## Given data

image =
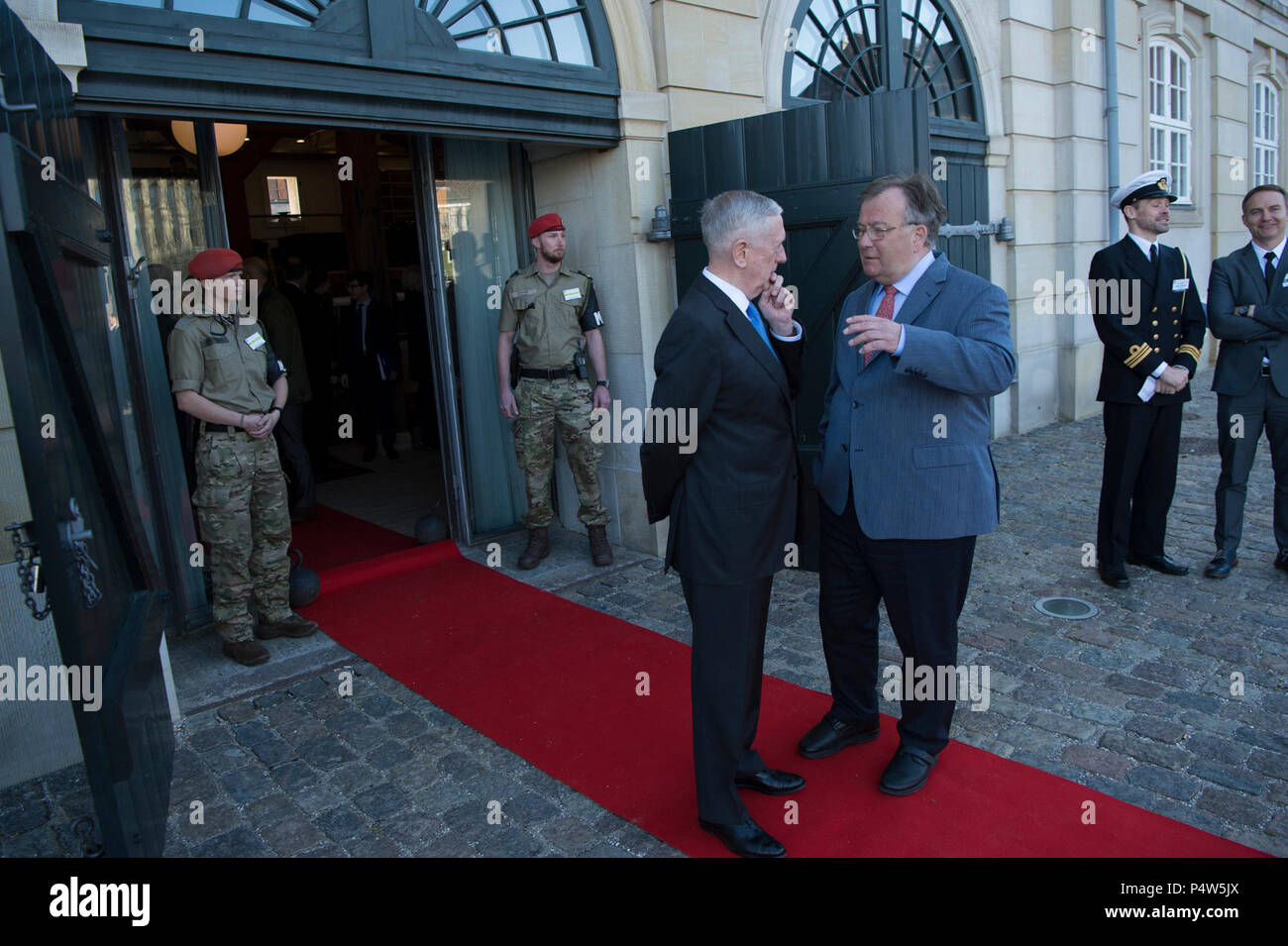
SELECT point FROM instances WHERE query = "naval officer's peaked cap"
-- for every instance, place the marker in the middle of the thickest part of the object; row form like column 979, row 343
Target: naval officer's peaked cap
column 1149, row 184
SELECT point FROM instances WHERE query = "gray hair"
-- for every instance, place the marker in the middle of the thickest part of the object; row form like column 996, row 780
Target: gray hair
column 925, row 207
column 734, row 214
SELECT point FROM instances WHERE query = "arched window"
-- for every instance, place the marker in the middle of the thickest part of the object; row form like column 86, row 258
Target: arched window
column 1170, row 115
column 550, row 30
column 1265, row 133
column 842, row 48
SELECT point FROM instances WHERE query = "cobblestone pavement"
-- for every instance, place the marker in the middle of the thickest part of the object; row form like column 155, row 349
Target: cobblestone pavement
column 1134, row 701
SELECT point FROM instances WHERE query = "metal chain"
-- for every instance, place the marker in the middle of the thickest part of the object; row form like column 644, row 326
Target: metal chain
column 25, row 562
column 85, row 566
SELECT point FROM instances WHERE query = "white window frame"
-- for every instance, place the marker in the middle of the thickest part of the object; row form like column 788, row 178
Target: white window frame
column 292, row 193
column 1168, row 90
column 1265, row 132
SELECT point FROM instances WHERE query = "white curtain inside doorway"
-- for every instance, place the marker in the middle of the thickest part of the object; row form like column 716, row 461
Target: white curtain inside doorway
column 476, row 213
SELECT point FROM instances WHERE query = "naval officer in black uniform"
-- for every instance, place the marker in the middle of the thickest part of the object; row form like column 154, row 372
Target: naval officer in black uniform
column 1147, row 314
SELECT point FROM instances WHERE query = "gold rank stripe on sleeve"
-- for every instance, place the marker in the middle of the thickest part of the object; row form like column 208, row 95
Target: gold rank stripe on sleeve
column 1136, row 354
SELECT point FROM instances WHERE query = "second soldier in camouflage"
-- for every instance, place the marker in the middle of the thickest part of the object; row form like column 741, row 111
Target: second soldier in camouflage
column 549, row 313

## Work to be completed
Type the entries above out again exactly, with no pictures.

## Task solution
image =
SELECT point FROM instances WHERE query = "naval officer's peaked cap"
-- for every instance, place the marker in the middle of the thickest part of the object; row form like column 979, row 343
Target: naval officer's peaked cap
column 1149, row 184
SELECT point FROM instances WHERE query = "gray hair"
-- for every instance, place the marker in the middle of the thickest part of the object; row form like column 996, row 780
Target: gray hair
column 925, row 207
column 734, row 214
SELECT point FROM instances WHERE query = "arched window"
-- for every instance, place the marker in the middle of the thickest part of the object; row form like column 86, row 258
Target: arched window
column 1170, row 115
column 550, row 30
column 1265, row 133
column 842, row 48
SELECT point FROM instances WHERE query = "cobblestone pavement"
-- for every instance, place the marker in the middle of the thickest part of the object; row form like column 155, row 349
Target: cobblestone pavement
column 1134, row 701
SELECT point FROM instances WHERE query = "metal chain"
-- for every instance, place the marker in the middle of the thickest part of the object; row form like column 644, row 326
Target: metal chain
column 25, row 562
column 85, row 566
SELECT point FROM instances WHERE query = "white window frame"
-- for every instance, place the marker in the middle of the thickest part of the object; row form like column 788, row 178
Target: white window frame
column 292, row 193
column 1168, row 90
column 1265, row 132
SELECT point FROM instances WHERE query = "white curtain inside doorway"
-- for every instance, place the marker in the middle of the thickest part of the object; row form like column 716, row 461
Target: white curtain inside doorway
column 476, row 213
SELECT point FROM instances WHERE query = "naval officer in black uniform"
-- for every instance, place the marker in the middle of the thickest part of the object; row form like column 154, row 372
Target: naval officer in black uniform
column 1147, row 314
SELECT point FROM instances WHERE query = "gold rank stripe on sleeve"
-- for every instance, place the marker in the middle of the thickest part of the object; row form like column 208, row 95
Target: gold rank stripe on sleeve
column 1136, row 354
SELECT point FROM instances WHERE query = "second soldier in camouflage"
-- for every instance, place the marker in the middle of the thickest part of the object; row form like column 741, row 111
Target: second soldier in camouflage
column 549, row 313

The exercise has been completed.